5. A decanter centrifuge according to claim 4, wherein:
said conical portion of said screw conveyor is formed at a solids discharge end of said cylindrical portion and said external periphery of said at least one dip weir is located closer to said axis of rotation than is an outermost periphery of an end of said conical portion connected to the cylindrical portion.
6. A decanter centrifuge according to claim 1, wherein:
said conical portion of said screw conveyor is formed at a solids discharge end of said cylindrical portion and said external periphery of said at least one dip weir is located closer to said axis of rotation than is an outermost periphery of an end of said conical portion connected to said cylindrical portion of the screw conveyor.
7. A decanter centrifuge according to claim 1, wherein:
a plurality of radially extending dip weirs of respective predetermined radii from said axis are fixed to the external surface of the cylindrical portion of the conveyor at selected distances from the slurry feeding port, with the respective radii of said dip weirs increasing in the same order as their respective selected distances from said slurry port increase.
8. A decanter centrifuge according to claim 7, wherein:
each of said plurality of dip weirs has formed therein an overflow hole of a predetermined hole radius and having a center at a predetermined distance from said axis such that the hole radius of each overflow hole and the distance at which that overflow hole is centered both decrease as the distance of the corresponding dip weir from the slurry port increases.

::::::::::

▸ **Actions to take**
#1 Extract the passage of the decanter centrifuge claims from "7. A decanter" up to and including "slurry port increase.".
#2 Write what comes next in the decanter centrifuge claims, starting after the last claim shown.
The items that come next have no connection to the decanter centrifuge claims.

::::::::::

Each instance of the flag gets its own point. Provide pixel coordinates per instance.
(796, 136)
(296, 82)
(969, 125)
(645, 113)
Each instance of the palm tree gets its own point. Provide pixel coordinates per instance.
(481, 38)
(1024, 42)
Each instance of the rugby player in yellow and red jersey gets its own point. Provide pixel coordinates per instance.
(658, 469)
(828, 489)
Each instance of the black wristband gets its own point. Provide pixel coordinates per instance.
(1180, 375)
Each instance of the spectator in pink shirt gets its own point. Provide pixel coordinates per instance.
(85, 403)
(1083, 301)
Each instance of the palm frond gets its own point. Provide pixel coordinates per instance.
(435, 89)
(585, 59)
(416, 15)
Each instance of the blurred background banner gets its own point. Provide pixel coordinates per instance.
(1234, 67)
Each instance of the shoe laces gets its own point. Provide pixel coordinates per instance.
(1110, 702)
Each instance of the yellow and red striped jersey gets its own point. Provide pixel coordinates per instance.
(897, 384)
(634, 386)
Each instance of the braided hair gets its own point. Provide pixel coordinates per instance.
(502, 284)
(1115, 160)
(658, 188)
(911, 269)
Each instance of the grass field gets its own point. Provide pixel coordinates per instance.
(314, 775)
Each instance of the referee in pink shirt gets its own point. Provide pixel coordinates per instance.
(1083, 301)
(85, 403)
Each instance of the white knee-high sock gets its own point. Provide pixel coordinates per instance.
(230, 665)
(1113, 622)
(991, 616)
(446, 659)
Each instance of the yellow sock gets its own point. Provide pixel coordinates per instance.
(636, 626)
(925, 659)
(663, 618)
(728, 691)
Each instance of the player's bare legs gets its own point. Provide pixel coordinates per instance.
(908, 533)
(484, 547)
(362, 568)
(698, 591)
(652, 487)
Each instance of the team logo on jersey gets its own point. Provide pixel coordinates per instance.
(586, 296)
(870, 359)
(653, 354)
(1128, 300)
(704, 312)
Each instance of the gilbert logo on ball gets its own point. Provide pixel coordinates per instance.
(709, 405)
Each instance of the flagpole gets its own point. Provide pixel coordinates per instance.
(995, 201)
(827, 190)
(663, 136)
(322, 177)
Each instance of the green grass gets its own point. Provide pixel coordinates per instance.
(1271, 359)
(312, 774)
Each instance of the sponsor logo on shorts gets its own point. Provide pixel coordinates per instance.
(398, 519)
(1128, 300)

::::::::::

▸ **Answers for this exercise**
#1
7. A decanter centrifuge according to claim 1, wherein:
a plurality of radially extending dip weirs of respective predetermined radii from said axis are fixed to the external surface of the cylindrical portion of the conveyor at selected distances from the slurry feeding port, with the respective radii of said dip weirs increasing in the same order as their respective selected distances from said slurry port increase.

#2
9. A decanter centrifuge according to claim 8, wherein:
said conical portion of said screw conveyor is formed at a solids discharge end of said cylindrical portion and said external periphery of said at least one dip weir is located closer to said axis of rotation than is an outermost periphery of an end of said conical portion connected to the cylindrical portion.
10. A decanter centrifuge according to claim 7, wherein:
said conical portion of said screw conveyor is formed at a solids discharge end of said cylindrical portion and said external periphery of said at least one dip weir is located closer to said axis of rotation than is an outermost periphery of an end of said conical portion connected to the cylindrical portion.
Description

This application is a continuation of application Ser. No. 07/797,865 filed Nov. 26, 1991, now abandoned.

FIELD OF THE INVENTION

This invention relates to a decanter centrifuge for efficient separation of solid and liquid components from a slurry.

BACKGROUND OF THE PRIOR ART

Decanter centrifuges are sedimentation centrifuges used in clarification, dewatering and classification for the mixture of solids and liquid (slurry). Generally, the decanter centrifuge has a screw conveyor in a rotating bowl. The decanter centrifuge has a structure allowing solids, from a slurry introduced from a slurry feeding pipe inserted into the screw conveyor, to be sedimented on the inner surface of the rotating bowl due to centrifugal force. The solids are then scraped toward one end of the rotating bowl to be discharged by the screw conveyor rotating at a predetermined speed different from that of the rotating bowl. Simultaneously, separated liquid is discharged from another end of the rotating bowl by liquid pressure generated due to centrifugal force.

In conventional apparatus heretofore employed in decanter centrifuges of the above kind, dip weirs (baffles) are generally not provided. If the dip weirs are provided in such a device, efficient dewatering can not be attained. However, some decanter centrifuges provided with dip weirs have been proposed.

(a) Japanese Patent Application Laid-Open No. 59-169550 discloses a decanter centrifuge where a dip weir for cake-lay is provided and many blades are formed between the dip weir and a cake discharge port in order to obtain an orifice effect.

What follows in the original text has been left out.